* [CONSIGNE DE L'EXERCICE 1] Pouvez-vous rassembler toutes les lignes des enregistrements ci-dessous qui contiennent le mot « green » ?

* [TEXTE SOURCE]
◇ ◇ ◇ ◇ ◇

« Les élections italiennes ont eu des difficultés à produire un gouvernement. Alors que le pays va vers l’une des plus graves crises constitutionnelles de son histoire, nous passons en revue les récents commentaires que l'on a pu entendre sur ce sujet.

Ferdinando Giugliano note comment le Président italien a été présenté comme un ennemi de la démocratie après avoir refusé d’accepter un eurosceptique comme ministre des Finances, alors que les partis contestataires que sont la Ligue et le M5S (…) ont été salués comme les défenseurs de la volonté du peuple. Plus la querelle dure, plus il paraît manifeste que les populistes se livrent à des manœuvres politiciennes. Les populistes prétendent faire de la politique différemment, mais leurs manœuvres montrent que ce n’est pas le cas. Et celles-ci ne sont pas sans nuire au pays.

Ashoka Mody note dans Bloomberg que le Président Mattarella a sapé l’euro. En rejetant le choix d’une coalition élue par le peuple, il peut très bien avoir déclenché une crise financière d’où il sera difficile de sortir et qui peut mettre en péril tout le projet européen. Sans aucun doute, Savona a été un choix rude : le "plan B" qu’il a proposé dans le cas d’une sortie de la zone euro était irréalisable et alarmant et aurait ainsi très certainement fait du mal à l’Italie. Mais Mody pense qu’au-delà de sa rhétorique absurde, la coalition M5S-Ligue fait certaines propositions sensées et qu’au lieu de donner aux eurosceptiques l’opportunité de composer avec les complexités de l’exercice du pouvoir, Mattarella cherche à établir un autre gouvernement technocratique. En essayant de préserver l’orthodoxie européenne, cela peut déchainer des forces destructrices qui ne peuvent être contrôlées.

◇ ◇ ◇ ◇ ◇

* [DONNÉES AFFICHÉES]
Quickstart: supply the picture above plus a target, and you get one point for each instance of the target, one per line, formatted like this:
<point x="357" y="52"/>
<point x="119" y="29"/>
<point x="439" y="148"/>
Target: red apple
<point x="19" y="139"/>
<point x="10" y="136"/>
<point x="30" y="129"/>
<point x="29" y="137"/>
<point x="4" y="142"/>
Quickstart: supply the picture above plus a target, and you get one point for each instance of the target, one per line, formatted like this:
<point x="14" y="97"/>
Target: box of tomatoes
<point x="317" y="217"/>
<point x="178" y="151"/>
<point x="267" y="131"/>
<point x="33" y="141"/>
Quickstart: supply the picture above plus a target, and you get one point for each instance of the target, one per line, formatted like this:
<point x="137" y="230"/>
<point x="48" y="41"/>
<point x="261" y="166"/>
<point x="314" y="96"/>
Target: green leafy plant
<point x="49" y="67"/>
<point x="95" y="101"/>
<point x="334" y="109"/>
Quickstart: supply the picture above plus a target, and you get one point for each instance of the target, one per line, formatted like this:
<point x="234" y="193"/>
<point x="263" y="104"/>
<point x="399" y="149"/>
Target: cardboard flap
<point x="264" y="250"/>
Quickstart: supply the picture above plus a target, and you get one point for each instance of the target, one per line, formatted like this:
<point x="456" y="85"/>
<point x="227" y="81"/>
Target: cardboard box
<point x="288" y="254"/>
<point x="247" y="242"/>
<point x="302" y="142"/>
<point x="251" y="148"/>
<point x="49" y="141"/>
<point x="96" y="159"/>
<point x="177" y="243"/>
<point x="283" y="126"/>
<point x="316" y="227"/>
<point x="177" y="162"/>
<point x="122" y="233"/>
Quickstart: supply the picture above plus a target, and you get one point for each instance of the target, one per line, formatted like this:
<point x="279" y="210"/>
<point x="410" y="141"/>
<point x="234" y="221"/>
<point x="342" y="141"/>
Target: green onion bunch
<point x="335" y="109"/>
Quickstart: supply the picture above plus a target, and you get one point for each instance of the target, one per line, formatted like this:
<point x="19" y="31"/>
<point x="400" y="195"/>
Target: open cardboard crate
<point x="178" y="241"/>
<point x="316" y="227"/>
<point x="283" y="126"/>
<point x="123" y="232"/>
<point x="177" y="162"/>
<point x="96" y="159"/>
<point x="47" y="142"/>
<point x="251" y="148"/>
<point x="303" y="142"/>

◇ ◇ ◇ ◇ ◇

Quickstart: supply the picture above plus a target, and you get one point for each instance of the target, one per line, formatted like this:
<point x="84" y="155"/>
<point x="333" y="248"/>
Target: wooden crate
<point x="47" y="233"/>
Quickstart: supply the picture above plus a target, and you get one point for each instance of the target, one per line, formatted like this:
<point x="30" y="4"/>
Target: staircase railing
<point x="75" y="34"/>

◇ ◇ ◇ ◇ ◇

* [CONSIGNE DE L'EXERCICE 2]
Les affirmations suivantes concordent-elles avec le texte sur les élections italiennes ? Pour chacune, répondez par oui ou non et citez textuellement les mots décisifs du texte.
(a) Selon Ashoka Mody, le Président Mattarella a sapé l'euro.
(b) Le « plan B » proposé par Savona en cas de sortie de la zone euro est présenté comme réalisable.
(c) Selon Ferdinando Giugliano, le Président italien a accepté un eurosceptique comme ministre des Finances.

* [RÉPONSE COMPLÈTE 1]
Target: green leafy plant
Target: green onion bunch

* [RÉPONSE COMPLÈTE 2]
(a) Oui : « Ashoka Mody note dans Bloomberg que le Président Mattarella a sapé l’euro. »
(b) Non : « le "plan B" qu’il a proposé dans le cas d’une sortie de la zone euro était irréalisable et alarmant »
(c) Non : « après avoir refusé d’accepter un eurosceptique comme ministre des Finances »